** Begin Information provided **

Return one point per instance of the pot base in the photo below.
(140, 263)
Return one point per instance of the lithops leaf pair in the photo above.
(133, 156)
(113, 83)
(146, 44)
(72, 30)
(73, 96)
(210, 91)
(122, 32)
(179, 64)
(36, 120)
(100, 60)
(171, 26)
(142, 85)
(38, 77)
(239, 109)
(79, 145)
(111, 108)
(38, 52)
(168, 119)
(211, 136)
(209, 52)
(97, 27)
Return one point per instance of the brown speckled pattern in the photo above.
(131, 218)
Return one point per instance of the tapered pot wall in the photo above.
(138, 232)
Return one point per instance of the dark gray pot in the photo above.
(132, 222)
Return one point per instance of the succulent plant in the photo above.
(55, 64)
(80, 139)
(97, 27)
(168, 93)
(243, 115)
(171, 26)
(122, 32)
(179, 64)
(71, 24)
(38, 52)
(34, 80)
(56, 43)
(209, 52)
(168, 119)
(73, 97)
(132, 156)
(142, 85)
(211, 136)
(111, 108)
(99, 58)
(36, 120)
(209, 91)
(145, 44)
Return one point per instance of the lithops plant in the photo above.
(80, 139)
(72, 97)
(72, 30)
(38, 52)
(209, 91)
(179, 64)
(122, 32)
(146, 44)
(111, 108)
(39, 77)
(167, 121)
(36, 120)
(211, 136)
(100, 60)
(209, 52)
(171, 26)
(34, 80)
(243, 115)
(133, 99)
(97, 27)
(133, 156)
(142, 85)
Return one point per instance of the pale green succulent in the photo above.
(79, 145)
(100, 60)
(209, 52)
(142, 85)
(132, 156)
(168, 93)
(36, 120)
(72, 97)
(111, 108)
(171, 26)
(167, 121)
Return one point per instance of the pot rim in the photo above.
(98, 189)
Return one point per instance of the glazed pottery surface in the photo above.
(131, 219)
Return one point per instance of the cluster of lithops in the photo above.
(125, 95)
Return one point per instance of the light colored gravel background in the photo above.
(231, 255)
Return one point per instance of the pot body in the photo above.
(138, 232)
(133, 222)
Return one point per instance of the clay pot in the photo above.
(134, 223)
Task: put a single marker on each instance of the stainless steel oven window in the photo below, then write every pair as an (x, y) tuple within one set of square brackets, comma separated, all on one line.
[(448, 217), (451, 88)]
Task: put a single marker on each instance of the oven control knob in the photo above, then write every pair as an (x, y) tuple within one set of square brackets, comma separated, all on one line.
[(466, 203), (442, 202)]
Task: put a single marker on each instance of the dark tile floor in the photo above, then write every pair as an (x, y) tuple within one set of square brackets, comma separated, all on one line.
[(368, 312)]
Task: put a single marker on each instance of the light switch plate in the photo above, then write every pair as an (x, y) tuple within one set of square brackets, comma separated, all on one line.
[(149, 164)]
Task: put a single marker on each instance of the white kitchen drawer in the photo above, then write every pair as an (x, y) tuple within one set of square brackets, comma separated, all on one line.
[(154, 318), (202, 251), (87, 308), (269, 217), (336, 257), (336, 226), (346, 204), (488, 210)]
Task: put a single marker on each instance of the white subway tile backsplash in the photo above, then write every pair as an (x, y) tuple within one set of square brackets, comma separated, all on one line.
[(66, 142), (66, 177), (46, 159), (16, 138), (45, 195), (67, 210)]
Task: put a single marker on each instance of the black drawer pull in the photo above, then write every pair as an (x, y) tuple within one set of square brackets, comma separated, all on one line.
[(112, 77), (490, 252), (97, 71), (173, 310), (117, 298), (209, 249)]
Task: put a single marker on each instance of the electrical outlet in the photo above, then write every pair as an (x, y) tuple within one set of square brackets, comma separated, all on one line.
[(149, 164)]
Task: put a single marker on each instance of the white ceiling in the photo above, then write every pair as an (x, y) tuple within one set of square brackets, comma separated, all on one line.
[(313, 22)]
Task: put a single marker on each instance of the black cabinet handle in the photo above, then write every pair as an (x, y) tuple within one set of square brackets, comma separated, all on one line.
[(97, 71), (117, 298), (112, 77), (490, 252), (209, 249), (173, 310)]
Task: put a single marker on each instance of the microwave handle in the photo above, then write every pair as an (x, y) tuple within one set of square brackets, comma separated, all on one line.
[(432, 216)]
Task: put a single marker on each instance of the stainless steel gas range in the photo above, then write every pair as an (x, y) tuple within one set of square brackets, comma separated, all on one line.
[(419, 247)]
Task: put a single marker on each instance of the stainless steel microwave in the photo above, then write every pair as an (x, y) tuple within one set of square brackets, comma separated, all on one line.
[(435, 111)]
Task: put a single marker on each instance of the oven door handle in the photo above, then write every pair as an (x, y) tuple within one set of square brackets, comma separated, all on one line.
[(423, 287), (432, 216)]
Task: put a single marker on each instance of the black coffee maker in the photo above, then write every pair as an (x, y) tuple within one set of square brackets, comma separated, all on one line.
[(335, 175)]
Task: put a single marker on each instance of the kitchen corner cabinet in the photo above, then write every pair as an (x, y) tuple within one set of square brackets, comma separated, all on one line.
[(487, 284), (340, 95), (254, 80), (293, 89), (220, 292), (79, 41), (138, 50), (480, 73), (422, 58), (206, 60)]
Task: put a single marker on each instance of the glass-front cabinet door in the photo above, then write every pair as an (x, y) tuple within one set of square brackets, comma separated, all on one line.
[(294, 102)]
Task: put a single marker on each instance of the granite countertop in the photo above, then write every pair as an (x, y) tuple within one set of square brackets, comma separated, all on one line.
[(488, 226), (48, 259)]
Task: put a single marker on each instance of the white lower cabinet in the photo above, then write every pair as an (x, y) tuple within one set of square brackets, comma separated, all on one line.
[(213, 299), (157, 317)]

** End Information provided **

Your instructions: Copy out every one of the entries above word for word, without changing anything.

Complete answer:
Return one point per instance of the pot base in the photo below.
(140, 263)
Return one point per instance of the lithops leaf pair in the photo above.
(133, 156)
(113, 83)
(146, 44)
(72, 30)
(73, 96)
(210, 91)
(122, 32)
(179, 64)
(36, 120)
(100, 60)
(171, 26)
(142, 85)
(38, 77)
(239, 109)
(79, 145)
(111, 108)
(38, 52)
(168, 119)
(211, 136)
(209, 52)
(97, 27)
Return one point per instance of the brown speckled pattern in the photo above.
(131, 218)
Return one point per instance of the tapered pot wall in the photo above.
(138, 232)
Return one point per instance of the dark gray pot in the photo above.
(132, 222)
Return one point per instance of the succulent plant in the photo above.
(55, 64)
(80, 139)
(97, 27)
(168, 93)
(243, 115)
(171, 26)
(122, 32)
(179, 64)
(71, 24)
(38, 52)
(34, 80)
(56, 43)
(209, 52)
(168, 119)
(73, 97)
(132, 156)
(142, 85)
(211, 136)
(111, 108)
(99, 58)
(36, 120)
(209, 91)
(145, 44)
Return one point per instance of the lithops plant in the photo above.
(80, 139)
(72, 97)
(72, 30)
(38, 52)
(209, 91)
(179, 64)
(122, 32)
(146, 44)
(111, 108)
(39, 77)
(167, 121)
(36, 120)
(211, 136)
(100, 60)
(209, 52)
(171, 26)
(34, 80)
(243, 115)
(133, 99)
(97, 27)
(133, 156)
(142, 85)
Return one point per instance of the pale green succulent in the photo above.
(79, 145)
(100, 60)
(209, 52)
(142, 85)
(132, 156)
(168, 93)
(36, 120)
(72, 97)
(111, 108)
(171, 26)
(167, 121)
Return one point per instance of the pot rim in the photo above.
(98, 189)
Return one point per instance of the glazed pottery surface in the photo above.
(131, 219)
Return one point per instance of the cluster of lithops in the photo above.
(125, 95)
Return one point per instance of the light colored gravel background in the photo above.
(231, 255)
Return one point per instance of the pot body in the photo above.
(138, 232)
(133, 222)
Return one point per instance of the clay pot in the photo above.
(134, 223)
Task: put a single marker on each instance of the stainless steel oven window in the photo below, then write every pair as an (x, y) tuple within one set of square brackets, comma separated, all on one line.
[(448, 217), (451, 88)]
Task: put a single marker on each instance of the oven control knob in the photo above, then write every pair as an (x, y) tuple within one set of square brackets, comma separated, all on one line.
[(466, 203), (442, 202)]
Task: put a single marker on each instance of the dark tile floor in the photo above, then write every pair as an (x, y) tuple within one set of square brackets, comma separated, all on one line.
[(368, 312)]
Task: put a single marker on each instance of the light switch plate in the photo above, then write every pair as an (x, y) tuple within one set of square brackets, comma separated, all on one line.
[(149, 164)]
Task: put a single marker on each instance of the white kitchen drawer in the photo above, then write every pair as an (x, y) tuple within one set of square brackets, comma separated, all on one line.
[(154, 318), (202, 251), (87, 308), (269, 217), (336, 257), (336, 226), (346, 204), (488, 210)]
Task: put a single marker on each instance of the white subway tile backsplash in the photo above, then write every pair as an (x, y) tuple within one set of square brackets, comma separated, all on one line.
[(66, 142), (66, 177), (46, 159), (16, 138), (45, 195), (67, 210)]
Task: put a single marker on each instance of the black drawer pull in the photo above, then write every pair as an (x, y) tuple within one set of square brackets, comma separated, all on one line.
[(112, 77), (490, 252), (97, 71), (173, 310), (117, 298), (209, 249)]
Task: put a single marker on each instance of the electrical outlet in the photo above, then write every pair as an (x, y) tuple within one set of square brackets, comma separated, all on one line.
[(149, 164)]
Task: put a single marker on each instance of the white ceiling in the photo above, then write every pair as an (x, y) tuple within one set of square brackets, comma separated, all on one line.
[(313, 22)]
Task: put a single marker on each instance of the black cabinet handle in the photo above, then write every pair as an (x, y) tuple within one set of square brackets, comma separated, all on one line.
[(97, 71), (117, 298), (112, 77), (490, 252), (209, 249), (173, 310)]
Task: put a single marker on each instance of the microwave handle in the photo above, then write every pair as an (x, y) tuple within one set of square brackets, comma separated, all on one line.
[(432, 216)]
Task: put a single marker on each instance of the stainless steel gas range in the photo above, then write every pair as an (x, y) tuple within one set of square brackets, comma separated, all on one line.
[(419, 247)]
Task: put a single marker on each instance of the stainless steel microwave in the photo above, then write every pair as an (x, y) tuple within one set of square brackets, comma separated, all on one line.
[(435, 111)]
Task: put a single marker on each instance of the oven door handle in the photo above, then write every pair as an (x, y) tuple within one set of square brackets, comma separated, all on one line.
[(423, 287), (432, 216)]
Task: put a single marker on each instance of the black coffee maker in the photo above, then write every pair as an (x, y) tuple within one set of square brackets, comma separated, all on one line.
[(335, 175)]
Task: put a single marker on each instance of the kitchen corner cabinet in the photo above, then write every pair as an (x, y) tuple within one set of square brackets, comma separated, all on one line.
[(487, 284), (340, 95), (254, 80), (293, 89), (220, 292), (79, 41), (138, 50), (480, 73), (422, 58), (206, 60)]
Task: put a single marker on each instance of the glass-front cabinet door in the photo above, then write every pair as an (x, y) tuple within one set of square brackets, comma separated, all on one line.
[(294, 102)]
Task: put a single marker on each instance of the granite countertop in the photo above, then write every pair as an (x, y) tuple within one set of square brackets, comma separated, all on one line.
[(488, 226), (48, 259)]
Task: put a single marker on each instance of the white lower cabinet in the photo above, then write every pair as an (x, y) tuple within one set of square brackets, comma separated, all on one line.
[(213, 299), (157, 317)]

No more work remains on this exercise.